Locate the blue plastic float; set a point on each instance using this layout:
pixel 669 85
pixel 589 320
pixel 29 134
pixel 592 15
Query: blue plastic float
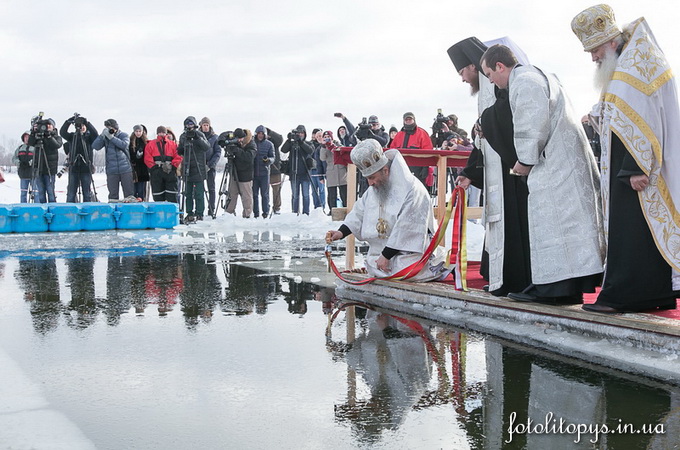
pixel 41 217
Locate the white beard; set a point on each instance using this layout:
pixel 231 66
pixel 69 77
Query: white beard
pixel 383 191
pixel 605 70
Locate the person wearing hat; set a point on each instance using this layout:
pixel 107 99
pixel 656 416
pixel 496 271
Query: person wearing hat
pixel 46 158
pixel 23 158
pixel 537 126
pixel 300 151
pixel 264 158
pixel 213 158
pixel 138 141
pixel 506 263
pixel 242 155
pixel 118 166
pixel 394 215
pixel 336 174
pixel 193 147
pixel 78 149
pixel 412 136
pixel 638 119
pixel 162 159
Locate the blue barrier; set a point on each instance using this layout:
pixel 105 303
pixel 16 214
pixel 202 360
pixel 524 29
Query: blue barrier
pixel 41 217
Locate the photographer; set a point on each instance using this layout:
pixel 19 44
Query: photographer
pixel 212 158
pixel 138 142
pixel 336 174
pixel 318 173
pixel 242 156
pixel 367 129
pixel 264 158
pixel 46 141
pixel 193 147
pixel 300 151
pixel 118 165
pixel 78 149
pixel 443 126
pixel 162 159
pixel 23 158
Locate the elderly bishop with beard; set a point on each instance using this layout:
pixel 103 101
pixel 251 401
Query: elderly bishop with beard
pixel 394 216
pixel 638 120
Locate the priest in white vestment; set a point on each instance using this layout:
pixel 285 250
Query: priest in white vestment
pixel 564 213
pixel 639 124
pixel 394 216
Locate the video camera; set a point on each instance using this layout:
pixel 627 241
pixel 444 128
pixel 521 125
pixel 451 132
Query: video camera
pixel 364 125
pixel 228 142
pixel 79 121
pixel 39 126
pixel 439 121
pixel 63 169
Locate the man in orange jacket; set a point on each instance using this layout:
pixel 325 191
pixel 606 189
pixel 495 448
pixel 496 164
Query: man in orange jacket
pixel 412 136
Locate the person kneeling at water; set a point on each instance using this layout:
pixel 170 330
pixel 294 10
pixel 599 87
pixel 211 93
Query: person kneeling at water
pixel 394 216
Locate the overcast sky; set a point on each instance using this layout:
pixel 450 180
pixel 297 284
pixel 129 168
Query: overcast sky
pixel 277 63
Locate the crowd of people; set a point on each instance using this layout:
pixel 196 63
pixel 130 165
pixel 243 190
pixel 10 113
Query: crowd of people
pixel 185 169
pixel 555 227
pixel 559 223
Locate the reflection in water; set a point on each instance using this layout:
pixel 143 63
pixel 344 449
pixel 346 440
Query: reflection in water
pixel 407 367
pixel 201 290
pixel 81 312
pixel 40 282
pixel 401 379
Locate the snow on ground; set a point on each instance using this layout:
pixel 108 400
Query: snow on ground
pixel 226 229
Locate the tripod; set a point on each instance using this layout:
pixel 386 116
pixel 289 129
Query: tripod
pixel 228 174
pixel 183 179
pixel 39 157
pixel 83 157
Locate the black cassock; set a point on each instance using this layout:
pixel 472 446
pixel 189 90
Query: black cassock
pixel 498 131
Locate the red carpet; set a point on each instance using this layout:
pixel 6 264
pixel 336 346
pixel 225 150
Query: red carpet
pixel 475 281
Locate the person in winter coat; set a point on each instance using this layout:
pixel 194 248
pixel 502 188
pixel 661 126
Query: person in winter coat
pixel 212 157
pixel 264 158
pixel 138 142
pixel 162 159
pixel 78 149
pixel 318 173
pixel 118 165
pixel 336 174
pixel 300 151
pixel 275 171
pixel 23 159
pixel 193 147
pixel 242 156
pixel 412 136
pixel 46 158
pixel 344 137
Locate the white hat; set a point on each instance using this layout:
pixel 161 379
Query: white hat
pixel 595 26
pixel 369 157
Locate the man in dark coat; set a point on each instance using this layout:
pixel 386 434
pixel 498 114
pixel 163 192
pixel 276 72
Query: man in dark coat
pixel 212 157
pixel 78 148
pixel 242 156
pixel 300 150
pixel 193 147
pixel 46 141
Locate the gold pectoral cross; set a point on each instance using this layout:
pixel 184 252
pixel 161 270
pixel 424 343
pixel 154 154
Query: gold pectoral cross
pixel 381 227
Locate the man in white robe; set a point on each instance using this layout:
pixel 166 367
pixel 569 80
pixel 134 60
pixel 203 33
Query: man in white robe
pixel 639 122
pixel 505 262
pixel 564 215
pixel 394 216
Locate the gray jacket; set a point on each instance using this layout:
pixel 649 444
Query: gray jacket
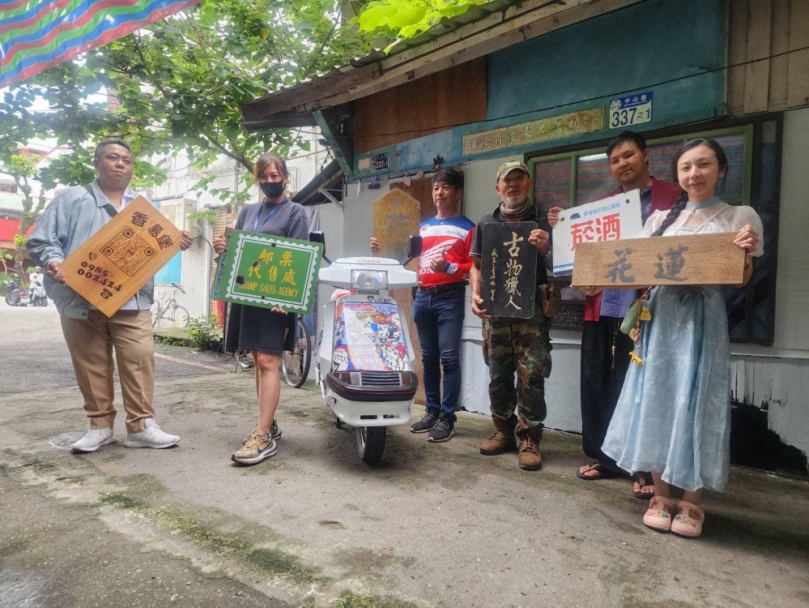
pixel 65 225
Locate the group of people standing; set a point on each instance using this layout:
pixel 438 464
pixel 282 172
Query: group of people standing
pixel 666 421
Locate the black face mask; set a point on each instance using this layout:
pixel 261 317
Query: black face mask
pixel 272 189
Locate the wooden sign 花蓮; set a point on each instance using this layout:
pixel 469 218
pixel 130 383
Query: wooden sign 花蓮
pixel 120 258
pixel 268 271
pixel 698 259
pixel 508 268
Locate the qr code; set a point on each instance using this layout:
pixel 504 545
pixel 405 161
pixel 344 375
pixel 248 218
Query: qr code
pixel 128 251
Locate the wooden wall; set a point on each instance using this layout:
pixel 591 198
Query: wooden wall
pixel 434 103
pixel 760 29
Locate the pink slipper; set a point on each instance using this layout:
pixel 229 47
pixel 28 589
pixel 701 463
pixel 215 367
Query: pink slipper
pixel 658 517
pixel 688 521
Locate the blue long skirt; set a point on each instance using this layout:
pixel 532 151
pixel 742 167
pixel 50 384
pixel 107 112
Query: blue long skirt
pixel 673 415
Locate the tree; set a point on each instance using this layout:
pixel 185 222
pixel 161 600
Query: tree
pixel 23 169
pixel 178 84
pixel 399 20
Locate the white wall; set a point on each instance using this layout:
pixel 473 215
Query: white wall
pixel 778 378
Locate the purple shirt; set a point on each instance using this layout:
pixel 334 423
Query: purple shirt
pixel 615 302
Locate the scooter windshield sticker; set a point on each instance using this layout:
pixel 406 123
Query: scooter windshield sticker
pixel 369 337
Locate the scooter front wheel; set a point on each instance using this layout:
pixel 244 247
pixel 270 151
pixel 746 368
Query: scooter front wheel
pixel 371 443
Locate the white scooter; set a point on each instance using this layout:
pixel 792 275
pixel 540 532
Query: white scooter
pixel 365 360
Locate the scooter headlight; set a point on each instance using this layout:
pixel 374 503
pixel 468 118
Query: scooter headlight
pixel 363 280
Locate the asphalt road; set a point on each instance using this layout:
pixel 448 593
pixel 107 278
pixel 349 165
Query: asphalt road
pixel 35 356
pixel 434 526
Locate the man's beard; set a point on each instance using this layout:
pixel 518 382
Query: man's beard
pixel 514 206
pixel 513 202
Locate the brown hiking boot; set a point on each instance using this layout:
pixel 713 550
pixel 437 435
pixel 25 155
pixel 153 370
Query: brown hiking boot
pixel 529 454
pixel 503 439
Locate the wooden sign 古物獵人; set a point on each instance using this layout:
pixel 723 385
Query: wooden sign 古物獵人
pixel 698 259
pixel 508 269
pixel 119 259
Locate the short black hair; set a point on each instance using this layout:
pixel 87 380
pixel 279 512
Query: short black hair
pixel 111 142
pixel 451 177
pixel 627 136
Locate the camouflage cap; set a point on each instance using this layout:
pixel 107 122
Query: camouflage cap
pixel 510 166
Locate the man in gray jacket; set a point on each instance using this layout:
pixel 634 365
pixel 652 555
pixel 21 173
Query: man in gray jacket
pixel 67 223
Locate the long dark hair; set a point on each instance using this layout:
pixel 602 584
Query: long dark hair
pixel 678 206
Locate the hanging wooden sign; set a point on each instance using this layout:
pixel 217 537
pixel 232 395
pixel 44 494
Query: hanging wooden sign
pixel 120 258
pixel 396 217
pixel 508 267
pixel 698 259
pixel 268 271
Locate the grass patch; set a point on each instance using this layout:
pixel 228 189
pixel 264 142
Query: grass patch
pixel 349 599
pixel 271 561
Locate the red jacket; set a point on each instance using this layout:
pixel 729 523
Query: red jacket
pixel 664 195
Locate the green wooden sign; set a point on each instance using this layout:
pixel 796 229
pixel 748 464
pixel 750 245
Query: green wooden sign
pixel 268 271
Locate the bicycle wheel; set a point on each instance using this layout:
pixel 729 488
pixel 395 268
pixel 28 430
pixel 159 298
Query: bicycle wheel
pixel 181 317
pixel 158 317
pixel 295 364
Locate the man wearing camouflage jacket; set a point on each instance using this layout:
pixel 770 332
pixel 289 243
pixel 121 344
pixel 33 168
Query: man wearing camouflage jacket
pixel 515 345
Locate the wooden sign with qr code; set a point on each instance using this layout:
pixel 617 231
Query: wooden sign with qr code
pixel 120 258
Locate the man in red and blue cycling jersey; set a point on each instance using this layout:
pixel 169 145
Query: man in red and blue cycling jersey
pixel 438 309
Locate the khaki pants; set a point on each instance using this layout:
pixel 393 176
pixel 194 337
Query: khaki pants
pixel 91 342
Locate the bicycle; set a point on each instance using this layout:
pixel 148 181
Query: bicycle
pixel 170 313
pixel 295 364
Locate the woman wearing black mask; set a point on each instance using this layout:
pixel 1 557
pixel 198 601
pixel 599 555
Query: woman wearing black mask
pixel 261 331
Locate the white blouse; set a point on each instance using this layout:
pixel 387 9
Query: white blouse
pixel 718 218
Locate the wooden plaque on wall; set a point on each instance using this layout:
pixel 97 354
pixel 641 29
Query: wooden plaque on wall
pixel 396 217
pixel 120 258
pixel 699 259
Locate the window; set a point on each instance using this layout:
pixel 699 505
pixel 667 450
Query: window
pixel 582 176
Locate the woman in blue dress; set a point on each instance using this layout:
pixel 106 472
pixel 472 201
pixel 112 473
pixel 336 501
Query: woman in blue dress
pixel 673 415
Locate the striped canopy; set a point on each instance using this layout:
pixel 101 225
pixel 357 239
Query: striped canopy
pixel 38 34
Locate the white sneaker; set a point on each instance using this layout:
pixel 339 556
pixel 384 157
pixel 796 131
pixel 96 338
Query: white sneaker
pixel 92 440
pixel 150 437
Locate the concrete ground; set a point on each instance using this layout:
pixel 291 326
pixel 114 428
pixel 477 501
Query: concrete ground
pixel 434 525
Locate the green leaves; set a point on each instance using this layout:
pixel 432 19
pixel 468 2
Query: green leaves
pixel 402 19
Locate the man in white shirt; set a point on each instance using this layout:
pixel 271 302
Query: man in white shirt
pixel 68 222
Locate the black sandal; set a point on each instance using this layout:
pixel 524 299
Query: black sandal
pixel 604 472
pixel 643 480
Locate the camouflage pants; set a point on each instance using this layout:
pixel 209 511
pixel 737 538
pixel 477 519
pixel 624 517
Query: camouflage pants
pixel 522 346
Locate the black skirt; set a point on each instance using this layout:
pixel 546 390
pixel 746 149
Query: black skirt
pixel 254 328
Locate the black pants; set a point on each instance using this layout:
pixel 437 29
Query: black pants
pixel 602 377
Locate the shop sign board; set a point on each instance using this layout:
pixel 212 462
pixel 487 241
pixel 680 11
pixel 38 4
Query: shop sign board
pixel 696 259
pixel 535 131
pixel 508 268
pixel 631 110
pixel 268 271
pixel 119 259
pixel 608 219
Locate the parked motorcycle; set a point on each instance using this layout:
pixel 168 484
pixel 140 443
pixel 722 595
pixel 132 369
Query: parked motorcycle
pixel 37 295
pixel 15 295
pixel 365 361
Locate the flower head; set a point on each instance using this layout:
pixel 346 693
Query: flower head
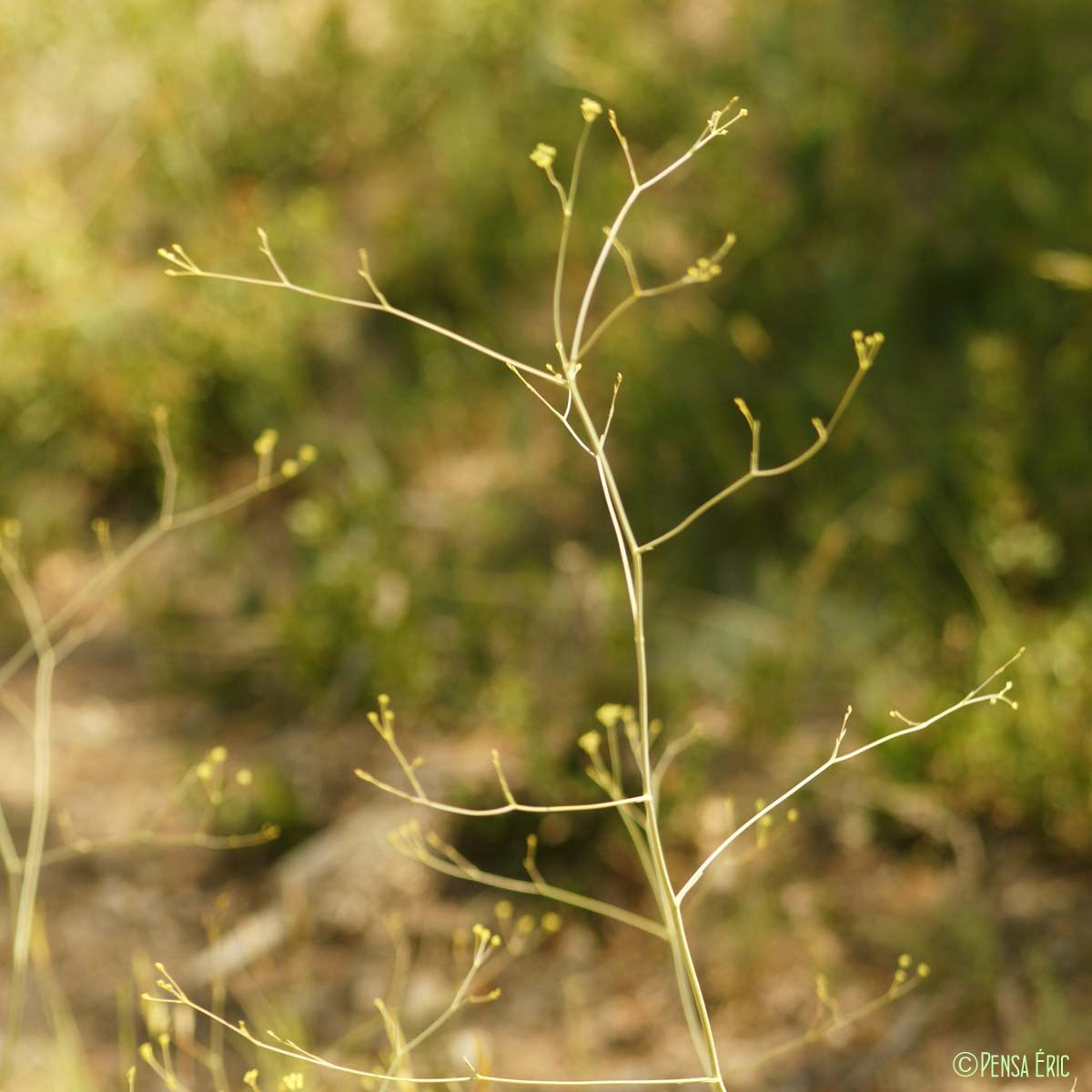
────────────────────
> What you need to do
Starting at the line that contains "pixel 140 443", please write out every line to the end of the entries, inclusive, copied exactly and with pictures omitted.

> Response to the task
pixel 140 443
pixel 722 595
pixel 132 369
Query: parked motorcycle
pixel 37 295
pixel 15 295
pixel 365 361
Locate the flower head; set a point on each instance using this layout:
pixel 346 693
Query: flower head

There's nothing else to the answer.